**Exercise**
Each line below should be restated exactly, with nothing dropped.

**Listed records**
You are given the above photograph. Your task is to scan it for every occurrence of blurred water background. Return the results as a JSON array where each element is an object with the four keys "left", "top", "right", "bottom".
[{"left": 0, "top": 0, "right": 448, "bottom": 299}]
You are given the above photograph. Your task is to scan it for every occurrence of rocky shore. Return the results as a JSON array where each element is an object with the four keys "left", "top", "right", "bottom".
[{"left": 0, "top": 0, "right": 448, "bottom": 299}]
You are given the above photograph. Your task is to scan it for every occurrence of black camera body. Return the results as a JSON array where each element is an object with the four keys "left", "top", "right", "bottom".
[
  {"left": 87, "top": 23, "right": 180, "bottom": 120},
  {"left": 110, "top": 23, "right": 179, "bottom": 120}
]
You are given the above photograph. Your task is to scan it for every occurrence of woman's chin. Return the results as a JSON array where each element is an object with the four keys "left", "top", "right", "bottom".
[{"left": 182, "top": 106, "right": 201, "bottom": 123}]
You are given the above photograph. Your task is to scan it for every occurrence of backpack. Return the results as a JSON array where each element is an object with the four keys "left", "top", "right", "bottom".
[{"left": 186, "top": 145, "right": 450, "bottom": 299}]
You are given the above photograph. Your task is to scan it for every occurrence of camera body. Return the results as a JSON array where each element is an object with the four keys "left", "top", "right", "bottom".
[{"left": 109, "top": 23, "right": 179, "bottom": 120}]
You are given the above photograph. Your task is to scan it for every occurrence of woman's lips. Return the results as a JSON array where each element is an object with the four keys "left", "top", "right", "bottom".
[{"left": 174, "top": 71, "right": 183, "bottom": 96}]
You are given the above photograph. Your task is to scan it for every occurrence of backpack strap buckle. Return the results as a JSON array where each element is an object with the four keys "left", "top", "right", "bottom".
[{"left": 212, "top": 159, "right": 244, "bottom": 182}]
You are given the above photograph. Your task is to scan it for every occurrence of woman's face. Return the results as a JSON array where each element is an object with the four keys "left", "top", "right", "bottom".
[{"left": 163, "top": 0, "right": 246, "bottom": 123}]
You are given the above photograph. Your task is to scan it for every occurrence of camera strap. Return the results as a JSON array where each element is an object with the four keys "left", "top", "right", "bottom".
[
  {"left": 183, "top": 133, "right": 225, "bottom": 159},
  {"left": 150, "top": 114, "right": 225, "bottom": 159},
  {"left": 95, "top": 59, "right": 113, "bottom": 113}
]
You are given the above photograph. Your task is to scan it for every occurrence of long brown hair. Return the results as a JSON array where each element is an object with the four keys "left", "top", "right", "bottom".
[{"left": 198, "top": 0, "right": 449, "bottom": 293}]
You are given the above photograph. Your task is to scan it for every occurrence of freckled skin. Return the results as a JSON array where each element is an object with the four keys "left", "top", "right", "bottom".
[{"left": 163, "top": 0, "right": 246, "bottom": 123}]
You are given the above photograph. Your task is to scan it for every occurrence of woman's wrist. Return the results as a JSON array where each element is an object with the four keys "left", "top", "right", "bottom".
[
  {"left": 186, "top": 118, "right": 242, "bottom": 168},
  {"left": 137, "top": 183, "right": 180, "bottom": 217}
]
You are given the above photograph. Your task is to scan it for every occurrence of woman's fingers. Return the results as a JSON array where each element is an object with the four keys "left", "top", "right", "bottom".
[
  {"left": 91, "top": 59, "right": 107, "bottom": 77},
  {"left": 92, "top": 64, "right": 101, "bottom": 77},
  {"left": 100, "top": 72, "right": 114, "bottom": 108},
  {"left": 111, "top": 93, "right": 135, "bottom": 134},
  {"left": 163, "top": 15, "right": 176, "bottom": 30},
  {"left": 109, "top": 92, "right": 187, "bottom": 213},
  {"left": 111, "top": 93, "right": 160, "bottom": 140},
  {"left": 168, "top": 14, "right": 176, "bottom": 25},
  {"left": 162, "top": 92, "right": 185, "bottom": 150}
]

**Answer to this problem**
You are given the above photograph. Your task is to scan it for every occurrence of blurred water background. Return the results as a JSON array where each element is an object with the four keys "left", "top", "right", "bottom".
[{"left": 0, "top": 0, "right": 448, "bottom": 299}]
You are given the above photograph. Your task is to scan it for every occurrence of rocky shore. Return the results as a JSON array where each element is an object with the four keys "left", "top", "right", "bottom".
[{"left": 0, "top": 0, "right": 448, "bottom": 299}]
You are given the above photograph. Your task is to scan it for every occurrence of black camera body. Return the results as a JSON array where each element is an object with the four keys "left", "top", "right", "bottom".
[
  {"left": 87, "top": 23, "right": 180, "bottom": 120},
  {"left": 110, "top": 23, "right": 179, "bottom": 120}
]
You are given the above photograph. Your task is to scan it for every occurrence of woman's chin. Return the results as a JSON array where each element is an object with the four keys "left", "top", "right", "bottom".
[{"left": 182, "top": 106, "right": 201, "bottom": 123}]
You are given the above photograph. Your task is to scan it for every occurrence of backpack. Return the results as a JSON array where each element is an object with the four keys "left", "top", "right", "bottom".
[{"left": 186, "top": 145, "right": 450, "bottom": 299}]
You are given the above photograph. Your task is to scan it for every occurrence of camera body. Return the results as a JSON array where each element is an object with the four keys "left", "top", "right", "bottom".
[{"left": 109, "top": 23, "right": 179, "bottom": 120}]
You are given the above photograph. Your task is to scan it for every occurrence of woman's lips. Return the results as a JSON array where each element is an object with the four keys "left", "top", "right", "bottom".
[{"left": 174, "top": 71, "right": 183, "bottom": 96}]
You are given the above photograph. Your task is to scan it for every occurrence of backpack strap buckle. Return the results as a JSON array where each element is an object with the four keys "left", "top", "right", "bottom".
[{"left": 212, "top": 159, "right": 244, "bottom": 182}]
You are given the above photograph. Your task is to scan it for every occurrence of woman's face. Return the results as a JSON array where each element is an object with the four keys "left", "top", "right", "bottom".
[{"left": 163, "top": 0, "right": 246, "bottom": 123}]
You are given the above photograph. Your task is to scan it for every occurrence of camera strap. Return the results as a JSON array where each element is an object with the four keys "left", "top", "right", "bottom".
[
  {"left": 183, "top": 133, "right": 225, "bottom": 159},
  {"left": 150, "top": 114, "right": 225, "bottom": 159},
  {"left": 95, "top": 59, "right": 113, "bottom": 113}
]
You are given the above photograph. Your task is to scan it for every occurrence of long brown hair. Return the results as a JSON array where each element is an object with the four keys "left", "top", "right", "bottom".
[{"left": 198, "top": 0, "right": 449, "bottom": 293}]
You are given the above photograph. Your task is to scan it for every occurrence of freckled skin. Return the results as a JSON array where each element is an object with the four keys "left", "top", "right", "bottom".
[{"left": 163, "top": 0, "right": 246, "bottom": 123}]
You are given the above photograph. Your task is to scan it for every occurrence of woman's wrist. Return the results as a JSON array where each element is an object with the four keys "left", "top", "right", "bottom".
[
  {"left": 186, "top": 118, "right": 242, "bottom": 168},
  {"left": 137, "top": 183, "right": 180, "bottom": 217}
]
You are given the above photograph. Your task is to scan it for every occurrence of woman's fingers. Return the results as a JSON array where each element is an object with the four keys "left", "top", "right", "bottom".
[
  {"left": 91, "top": 59, "right": 107, "bottom": 77},
  {"left": 92, "top": 64, "right": 101, "bottom": 77},
  {"left": 100, "top": 72, "right": 114, "bottom": 108},
  {"left": 111, "top": 93, "right": 135, "bottom": 134},
  {"left": 163, "top": 15, "right": 176, "bottom": 30},
  {"left": 109, "top": 92, "right": 187, "bottom": 213},
  {"left": 111, "top": 93, "right": 160, "bottom": 140},
  {"left": 168, "top": 14, "right": 176, "bottom": 25},
  {"left": 162, "top": 92, "right": 185, "bottom": 150}
]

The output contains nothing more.